··· PAGE EXCERPT

Scherzer called on MLB teams to open more of their books for examination. That’s a reminder that baseball players are suspicious about the financial claims of franchise owners. They have good reasons to take that stance.

MLB owners paid damages for colluding to hold down player salaries in the 1980s. They later made one of their conspirators, Bud Selig, baseball commissioner. Selig’s predecessor, Fay Vincent, once said those circumstances “polluted labor relations in baseball ever since it happened.”

That history is one reason team owners had to know players would reject the proposal. The solidarity of the players’ union is too strong to split it by making star players the villains. MLB should be trying to cash in on those players by boosting their popularity, not singling them out for ridicule to get a more favorable labor deal for this year.

Baseball’s stars don’t have the same profile as those in the NBA and NFL. The various lists of the most popular athletes don’t include ballplayers near the top. MLB’s best player, Angels outfielder Mike Trout, is relatively anonymous. Commissioner Rob Manfred blamed Trout for that at the 2018 All-Star Game.

Now team owners are proposing that, for this season to be played, Trout and other stars should take a salary reduction of at least 70%. Quipped Brewers left-hander Brett Anderson on Twitter: “Interesting strategy of making the best most marketable players potentially look like the bad guys.”

······
··· DATA FOR REVIEW

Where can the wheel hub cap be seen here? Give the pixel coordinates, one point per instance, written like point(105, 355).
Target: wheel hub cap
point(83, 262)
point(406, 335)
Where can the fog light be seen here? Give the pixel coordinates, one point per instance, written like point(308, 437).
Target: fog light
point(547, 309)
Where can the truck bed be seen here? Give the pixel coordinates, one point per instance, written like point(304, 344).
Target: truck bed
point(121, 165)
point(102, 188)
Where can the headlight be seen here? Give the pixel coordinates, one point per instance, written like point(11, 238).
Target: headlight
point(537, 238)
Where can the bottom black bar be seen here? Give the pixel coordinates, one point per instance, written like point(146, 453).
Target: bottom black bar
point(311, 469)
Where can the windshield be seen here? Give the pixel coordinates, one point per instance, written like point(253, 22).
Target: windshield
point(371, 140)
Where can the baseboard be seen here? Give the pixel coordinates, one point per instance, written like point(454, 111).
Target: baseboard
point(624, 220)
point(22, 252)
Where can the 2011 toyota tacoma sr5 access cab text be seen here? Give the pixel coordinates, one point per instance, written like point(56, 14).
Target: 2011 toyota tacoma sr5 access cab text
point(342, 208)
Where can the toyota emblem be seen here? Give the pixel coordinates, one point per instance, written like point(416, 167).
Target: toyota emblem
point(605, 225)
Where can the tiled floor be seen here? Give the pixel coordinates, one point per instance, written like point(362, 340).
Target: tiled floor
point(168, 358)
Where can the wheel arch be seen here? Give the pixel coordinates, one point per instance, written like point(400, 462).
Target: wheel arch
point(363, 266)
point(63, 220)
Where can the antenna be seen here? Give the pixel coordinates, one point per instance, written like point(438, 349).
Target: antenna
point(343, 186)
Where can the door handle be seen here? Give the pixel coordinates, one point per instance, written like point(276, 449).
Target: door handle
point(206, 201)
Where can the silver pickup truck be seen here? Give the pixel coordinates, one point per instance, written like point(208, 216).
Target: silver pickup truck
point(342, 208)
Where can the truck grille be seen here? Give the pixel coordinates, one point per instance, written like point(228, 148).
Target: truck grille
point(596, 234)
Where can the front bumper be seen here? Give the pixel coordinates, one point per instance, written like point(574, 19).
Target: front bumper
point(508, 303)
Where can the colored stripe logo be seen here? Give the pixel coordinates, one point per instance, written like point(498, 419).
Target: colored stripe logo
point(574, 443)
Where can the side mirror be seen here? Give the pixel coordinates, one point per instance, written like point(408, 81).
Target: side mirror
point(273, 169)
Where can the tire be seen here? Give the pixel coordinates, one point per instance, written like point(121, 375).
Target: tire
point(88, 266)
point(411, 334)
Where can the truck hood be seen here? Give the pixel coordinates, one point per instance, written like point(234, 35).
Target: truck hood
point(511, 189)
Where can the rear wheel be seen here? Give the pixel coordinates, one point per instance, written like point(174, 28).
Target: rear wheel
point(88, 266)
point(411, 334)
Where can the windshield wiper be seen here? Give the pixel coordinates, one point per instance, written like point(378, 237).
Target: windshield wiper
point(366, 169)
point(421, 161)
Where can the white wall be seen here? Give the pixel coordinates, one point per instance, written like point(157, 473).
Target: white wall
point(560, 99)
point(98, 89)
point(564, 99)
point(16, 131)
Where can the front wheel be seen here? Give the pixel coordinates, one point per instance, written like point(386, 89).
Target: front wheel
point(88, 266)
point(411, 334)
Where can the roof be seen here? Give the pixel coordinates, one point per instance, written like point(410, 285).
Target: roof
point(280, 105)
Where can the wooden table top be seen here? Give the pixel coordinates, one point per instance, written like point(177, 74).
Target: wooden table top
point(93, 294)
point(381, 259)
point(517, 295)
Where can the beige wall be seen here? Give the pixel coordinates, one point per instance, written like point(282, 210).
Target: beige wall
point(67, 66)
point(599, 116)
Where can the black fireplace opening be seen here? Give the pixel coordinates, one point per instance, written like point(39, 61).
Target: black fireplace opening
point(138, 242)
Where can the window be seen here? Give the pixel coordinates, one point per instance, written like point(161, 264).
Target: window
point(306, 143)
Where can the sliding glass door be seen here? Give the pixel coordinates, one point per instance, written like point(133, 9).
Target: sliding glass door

······

→ TO DO
• 1. Name every person mentioned in the MLB labor article.
• 2. According to the MLB labor article, what salary reduction are team owners proposing that Trout and other stars take for this season to be played?
• 3. Translate this sentence from the MLB labor article into Spanish: "Baseball’s stars don’t have the same profile as those in the NBA and NFL."

→ ANSWERS TO THE TASKS
• 1. Scherzer, Bud Selig, Fay Vincent, Mike Trout, Rob Manfred, Brett Anderson

• 2. At least 70%.

• 3. Las estrellas del béisbol no tienen el mismo perfil que las de la NBA y la NFL.